THURSDAY, JUNE 6, 2002 — No sooner did former Nebraska senator Bob Kerrey release his memoir, When I Was a Young Man (Harcourt Inc., 270 pages) than an official of the Vietnamese government took the opportunity to charge Kerrey, a former Navy SEAL, with a war crime. Kerrey, as has been reported, took part in a 1969 raid on the village of Thanh Phong that killed Vietnamese civilians. In the memoir — unlike in his interview with a New York Times Magazine reporter last year — Kerrey acknowledges that women and children occupied an area between his armed party and a shooter, "trapping them [women and children] in the crossfire."

"Whatever Mr. Kerrey says cannot change the truth," said Phan Thuy Thanh, a spokeswoman for Vietnam’s Foreign Ministry. "Mr. Kerrey himself has admitted that he was ashamed of the crimes he committed."

Vietnam’s charges are ill-timed and bizarre. Given the preponderance of atrocities committed in the name of the North Vietnamese government, Vietnam’s decision to accuse Kerrey makes no sense. After all, the point of the reconciliation engaged in by America and Vietnam since the early 1990s is just that: reconciliation, pursued in the spirit that both sides will let bygones be bygones.

(Raw data):

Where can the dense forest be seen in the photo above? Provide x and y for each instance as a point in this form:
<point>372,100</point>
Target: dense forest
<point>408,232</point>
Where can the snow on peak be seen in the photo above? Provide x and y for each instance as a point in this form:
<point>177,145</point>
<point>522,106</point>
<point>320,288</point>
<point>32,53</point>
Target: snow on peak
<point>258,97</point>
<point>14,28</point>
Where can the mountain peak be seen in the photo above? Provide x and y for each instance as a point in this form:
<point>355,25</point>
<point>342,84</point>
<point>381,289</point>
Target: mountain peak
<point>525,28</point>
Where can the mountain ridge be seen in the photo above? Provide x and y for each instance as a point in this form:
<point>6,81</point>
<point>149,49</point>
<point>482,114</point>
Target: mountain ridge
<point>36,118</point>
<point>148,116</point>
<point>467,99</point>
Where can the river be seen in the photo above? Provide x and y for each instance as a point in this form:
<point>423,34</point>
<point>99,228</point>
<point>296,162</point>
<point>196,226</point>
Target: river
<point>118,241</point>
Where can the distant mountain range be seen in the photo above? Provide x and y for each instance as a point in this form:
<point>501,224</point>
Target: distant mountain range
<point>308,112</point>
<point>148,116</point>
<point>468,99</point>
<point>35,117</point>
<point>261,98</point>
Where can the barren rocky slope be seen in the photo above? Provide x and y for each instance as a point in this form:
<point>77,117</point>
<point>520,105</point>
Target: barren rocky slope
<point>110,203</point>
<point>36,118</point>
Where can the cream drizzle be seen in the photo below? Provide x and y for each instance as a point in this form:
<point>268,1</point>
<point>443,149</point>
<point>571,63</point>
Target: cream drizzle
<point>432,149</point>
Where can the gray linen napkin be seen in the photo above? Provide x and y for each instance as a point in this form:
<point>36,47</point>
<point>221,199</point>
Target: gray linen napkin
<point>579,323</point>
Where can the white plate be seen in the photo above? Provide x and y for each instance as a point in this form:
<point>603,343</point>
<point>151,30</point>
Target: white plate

(List of tasks):
#1 Do these statements agree with the passage about Bob Kerrey's memoir? Answer yes or no for each, quoting the words of the passage that decide it.
(a) Kerrey's memoir was published by Harcourt Inc.
(b) The raid on Thanh Phong took place in 1969.
(c) Phan Thuy Thanh is a spokeswoman for Vietnam's Defense Ministry.
#2 In the passage about Bob Kerrey's memoir, take the part that opens with the words containing "Vietnam’s charges are" and closes with "bygones be bygones.". Swap "reconciliation" for "rapprochement" everywhere it occurs in that part, and write the part out again.
The records were taken from another source.

(Answers):
#1
(a) Yes: "When I Was a Young Man (Harcourt Inc., 270 pages)"
(b) Yes: "took part in a 1969 raid on the village of Thanh Phong"
(c) No: "a spokeswoman for Vietnam’s Foreign Ministry"

#2
Vietnam’s charges are ill-timed and bizarre. Given the preponderance of atrocities committed in the name of the North Vietnamese government, Vietnam’s decision to accuse Kerrey makes no sense. After all, the point of the rapprochement engaged in by America and Vietnam since the early 1990s is just that: rapprochement, pursued in the spirit that both sides will let bygones be bygones.